» Quoted passage:
§

To create an articulated joint, the fasteners are inserted at both ends of a belt cut off at right angles, with the eyes fitting into one another combwise. The ends are then connected releasably or hinged and with articulation with one another by a hinge pin pushed through.

In contrast to the likewise known wire or belt hooks, which have legs and tips of different lengths and hence staggered (long-short-long), the use of such connectors has the disadvantage that the connecting strength is approximately 30-40% less or lower. This is due to the fact that the tips penetrate the belt to the same depth on both the top and the bottom of the belt, and perforate the belt along a line. In addition, the connector tips, which are coarser by comparison with wire hooks, cut through a relatively large number of the carcass fibers that contribute to the strength of the belt, especially when they penetrate hard belt materials.

Despite the disadvantages listed above, connectors or fasteners made of strip steel are frequently used since they result in a smoother and more covered joint. Further advantages include the abrasion resistance of the connectors as a result of the wider contact surface, for example in belts that move or run with sliding, i.e. in a slider bed.

The goal of the invention is to design a fastener according to the preamble of the main claim in such fashion that the joint strength and/or the loadability of the joint and its elasticity, especially with regard to channel pulleys over which the belts run, is considerably improved. This goal is achieved according to the invention in a fastner according to the species by virtue of its characterizing features as contained in the preamble of the main claim.

The subclaims show preferred embodiments of the invention.

The legs of the first and second rows of legs each have two different lengths, preferably up to a total of four different lengths, with these different length dimensions alternating with one another. During the assembly of the belt, the tips located at the ends of the legs penetrate the belt in two planes on the top and bottom of the belt, pass through the belt, and are then bent again on the other side. By virtue of this special arrangement, the belt is penetrated in up to four planes instead of only one. As a result of the penetration points being staggered, no uniform fracture line or perforation results in the belt tension support of the belt. The static connecting strength increases by up to 75% depending on the belt design.

An arrangement is preferred in which both the first and the second row of legs have different lengths that alternate with one another. Since the individual legs then have a total of four alternating lengths, the tips located on the extensions of the legs can penetrate four different planes. The different lengths are chosen in such fashion that the penetration points of the tips are located in different planes in both the transverse and lengthwise directions. As a result, the connecting strength is increased further.

§

Data entries:
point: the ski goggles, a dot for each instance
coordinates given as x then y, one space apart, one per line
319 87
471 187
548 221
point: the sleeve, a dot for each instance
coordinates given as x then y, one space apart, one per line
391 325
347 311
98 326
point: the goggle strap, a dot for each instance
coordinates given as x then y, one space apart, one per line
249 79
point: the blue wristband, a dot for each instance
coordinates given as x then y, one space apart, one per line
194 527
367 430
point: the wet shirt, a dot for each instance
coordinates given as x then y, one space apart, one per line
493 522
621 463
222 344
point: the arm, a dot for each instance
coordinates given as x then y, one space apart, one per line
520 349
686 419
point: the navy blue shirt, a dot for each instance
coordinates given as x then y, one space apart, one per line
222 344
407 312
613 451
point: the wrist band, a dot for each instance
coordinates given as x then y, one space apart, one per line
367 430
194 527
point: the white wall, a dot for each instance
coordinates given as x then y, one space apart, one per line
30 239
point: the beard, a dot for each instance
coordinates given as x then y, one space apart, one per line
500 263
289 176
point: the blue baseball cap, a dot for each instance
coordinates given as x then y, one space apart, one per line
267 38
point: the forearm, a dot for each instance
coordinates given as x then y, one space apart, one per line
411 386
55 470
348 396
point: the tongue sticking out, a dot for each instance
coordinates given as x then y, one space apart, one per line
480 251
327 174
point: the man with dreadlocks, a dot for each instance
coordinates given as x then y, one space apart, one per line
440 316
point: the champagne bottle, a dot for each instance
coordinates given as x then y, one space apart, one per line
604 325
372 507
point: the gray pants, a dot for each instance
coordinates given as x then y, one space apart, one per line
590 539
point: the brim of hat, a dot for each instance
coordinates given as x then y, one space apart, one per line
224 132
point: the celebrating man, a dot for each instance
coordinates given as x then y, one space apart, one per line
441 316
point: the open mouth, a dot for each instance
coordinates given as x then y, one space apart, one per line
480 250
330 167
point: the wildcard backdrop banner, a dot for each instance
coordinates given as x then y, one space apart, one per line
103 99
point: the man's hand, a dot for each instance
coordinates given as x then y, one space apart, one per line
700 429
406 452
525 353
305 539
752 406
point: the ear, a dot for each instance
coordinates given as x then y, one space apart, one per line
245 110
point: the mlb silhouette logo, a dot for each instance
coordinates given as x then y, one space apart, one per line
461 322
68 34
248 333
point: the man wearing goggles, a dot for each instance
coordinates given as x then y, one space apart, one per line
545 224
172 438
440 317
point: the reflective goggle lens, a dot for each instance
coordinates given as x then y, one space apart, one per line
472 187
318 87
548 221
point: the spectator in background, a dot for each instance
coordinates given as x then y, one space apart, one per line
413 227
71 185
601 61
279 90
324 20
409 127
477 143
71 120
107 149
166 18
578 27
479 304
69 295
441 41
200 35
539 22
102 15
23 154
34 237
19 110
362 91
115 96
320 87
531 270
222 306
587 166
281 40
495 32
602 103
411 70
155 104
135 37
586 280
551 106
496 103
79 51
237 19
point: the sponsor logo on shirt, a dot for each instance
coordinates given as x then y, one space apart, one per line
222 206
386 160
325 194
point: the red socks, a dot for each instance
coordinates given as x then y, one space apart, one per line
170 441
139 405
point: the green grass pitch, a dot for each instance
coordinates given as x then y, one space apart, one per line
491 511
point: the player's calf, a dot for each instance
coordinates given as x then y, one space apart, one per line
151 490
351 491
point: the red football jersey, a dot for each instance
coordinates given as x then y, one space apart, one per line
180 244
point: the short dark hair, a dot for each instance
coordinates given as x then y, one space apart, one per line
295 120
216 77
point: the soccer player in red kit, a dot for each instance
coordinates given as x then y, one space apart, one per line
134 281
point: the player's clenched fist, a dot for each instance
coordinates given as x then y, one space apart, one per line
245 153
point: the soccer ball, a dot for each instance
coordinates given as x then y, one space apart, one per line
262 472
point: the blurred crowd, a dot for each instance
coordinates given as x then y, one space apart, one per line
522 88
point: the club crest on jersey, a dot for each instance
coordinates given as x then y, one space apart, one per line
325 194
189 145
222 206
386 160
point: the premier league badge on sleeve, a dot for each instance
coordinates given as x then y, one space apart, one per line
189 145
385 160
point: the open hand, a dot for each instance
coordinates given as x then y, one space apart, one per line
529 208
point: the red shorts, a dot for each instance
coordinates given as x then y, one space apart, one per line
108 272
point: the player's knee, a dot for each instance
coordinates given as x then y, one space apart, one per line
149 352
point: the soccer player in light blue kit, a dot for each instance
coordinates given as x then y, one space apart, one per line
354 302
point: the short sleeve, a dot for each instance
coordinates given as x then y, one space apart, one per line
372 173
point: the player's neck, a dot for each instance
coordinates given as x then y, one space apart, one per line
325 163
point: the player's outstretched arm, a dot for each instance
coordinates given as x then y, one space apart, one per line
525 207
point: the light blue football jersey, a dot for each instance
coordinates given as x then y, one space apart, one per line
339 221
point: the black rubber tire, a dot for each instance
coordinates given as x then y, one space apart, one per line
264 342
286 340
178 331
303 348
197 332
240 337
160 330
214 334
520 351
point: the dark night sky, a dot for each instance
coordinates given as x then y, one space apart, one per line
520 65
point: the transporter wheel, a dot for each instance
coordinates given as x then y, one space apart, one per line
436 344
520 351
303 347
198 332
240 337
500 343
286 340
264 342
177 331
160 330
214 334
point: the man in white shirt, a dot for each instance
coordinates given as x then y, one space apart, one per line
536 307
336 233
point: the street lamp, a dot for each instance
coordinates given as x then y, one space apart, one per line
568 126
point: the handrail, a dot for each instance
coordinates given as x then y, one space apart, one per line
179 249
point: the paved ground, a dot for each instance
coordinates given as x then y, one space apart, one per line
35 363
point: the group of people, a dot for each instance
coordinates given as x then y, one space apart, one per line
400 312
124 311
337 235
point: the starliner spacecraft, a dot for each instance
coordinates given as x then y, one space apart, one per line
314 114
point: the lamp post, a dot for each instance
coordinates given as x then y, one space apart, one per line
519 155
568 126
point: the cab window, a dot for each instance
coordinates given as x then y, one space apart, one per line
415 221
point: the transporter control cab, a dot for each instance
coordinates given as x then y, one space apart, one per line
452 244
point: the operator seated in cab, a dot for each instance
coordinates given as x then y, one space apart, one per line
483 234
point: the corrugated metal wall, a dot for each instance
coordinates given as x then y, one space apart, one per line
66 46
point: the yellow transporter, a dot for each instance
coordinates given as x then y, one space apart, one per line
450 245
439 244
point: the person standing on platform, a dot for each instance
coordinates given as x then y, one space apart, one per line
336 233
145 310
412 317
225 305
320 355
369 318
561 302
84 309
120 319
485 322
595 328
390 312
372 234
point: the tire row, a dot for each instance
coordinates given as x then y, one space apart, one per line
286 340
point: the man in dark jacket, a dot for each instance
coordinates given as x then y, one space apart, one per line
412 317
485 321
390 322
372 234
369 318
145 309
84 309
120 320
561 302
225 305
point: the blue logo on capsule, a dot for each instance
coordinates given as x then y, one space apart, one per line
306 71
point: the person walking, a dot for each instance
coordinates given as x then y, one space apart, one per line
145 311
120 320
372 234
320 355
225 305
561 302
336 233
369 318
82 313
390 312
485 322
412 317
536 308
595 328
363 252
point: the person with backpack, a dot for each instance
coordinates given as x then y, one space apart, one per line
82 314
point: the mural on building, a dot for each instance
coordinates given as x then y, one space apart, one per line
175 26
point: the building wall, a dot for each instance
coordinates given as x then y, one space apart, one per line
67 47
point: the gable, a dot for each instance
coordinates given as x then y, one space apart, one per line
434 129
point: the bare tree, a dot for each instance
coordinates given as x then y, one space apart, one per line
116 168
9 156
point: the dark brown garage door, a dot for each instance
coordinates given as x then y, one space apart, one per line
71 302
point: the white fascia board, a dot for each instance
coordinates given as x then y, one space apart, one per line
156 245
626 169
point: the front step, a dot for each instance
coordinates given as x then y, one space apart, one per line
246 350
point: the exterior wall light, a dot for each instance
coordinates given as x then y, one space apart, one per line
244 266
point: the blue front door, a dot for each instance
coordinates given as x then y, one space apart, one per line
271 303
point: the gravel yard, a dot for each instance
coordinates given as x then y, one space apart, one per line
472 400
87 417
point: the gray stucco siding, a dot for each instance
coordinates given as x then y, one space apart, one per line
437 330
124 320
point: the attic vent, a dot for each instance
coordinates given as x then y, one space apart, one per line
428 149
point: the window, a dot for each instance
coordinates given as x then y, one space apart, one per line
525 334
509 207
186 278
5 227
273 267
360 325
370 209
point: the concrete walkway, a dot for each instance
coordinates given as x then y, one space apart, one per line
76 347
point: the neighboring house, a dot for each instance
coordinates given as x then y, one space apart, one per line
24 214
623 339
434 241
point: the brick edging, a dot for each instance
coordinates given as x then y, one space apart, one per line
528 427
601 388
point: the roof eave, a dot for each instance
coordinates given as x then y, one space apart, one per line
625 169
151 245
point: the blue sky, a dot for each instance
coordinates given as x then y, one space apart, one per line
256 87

§

» Tasks to carry out:
1. Answer these questions from the belt fastener text:
(a) Compared with wire or belt hooks, by about what percent is the connecting strength of such connectors lower?
(b) What is pushed through to join the two belt ends?
(c) By up to what percent does the static connecting strength increase?
2. Repeat the part of the belt fastener text that opens with the words containing "To create an" and closes with "pin pushed through.".
3. List the properties of the joint that the belt fastener text says the invention aims to considerably improve.

» Solution set:
1.
(a) About 30-40%.
(b) A hinge pin.
(c) Up to 75%, depending on the belt design.

2.
To create an articulated joint, the fasteners are inserted at both ends of a belt cut off at right angles, with the eyes fitting into one another combwise. The ends are then connected releasably or hinged and with articulation with one another by a hinge pin pushed through.

3.
- Joint strength
- Loadability of the joint
- Elasticity of the joint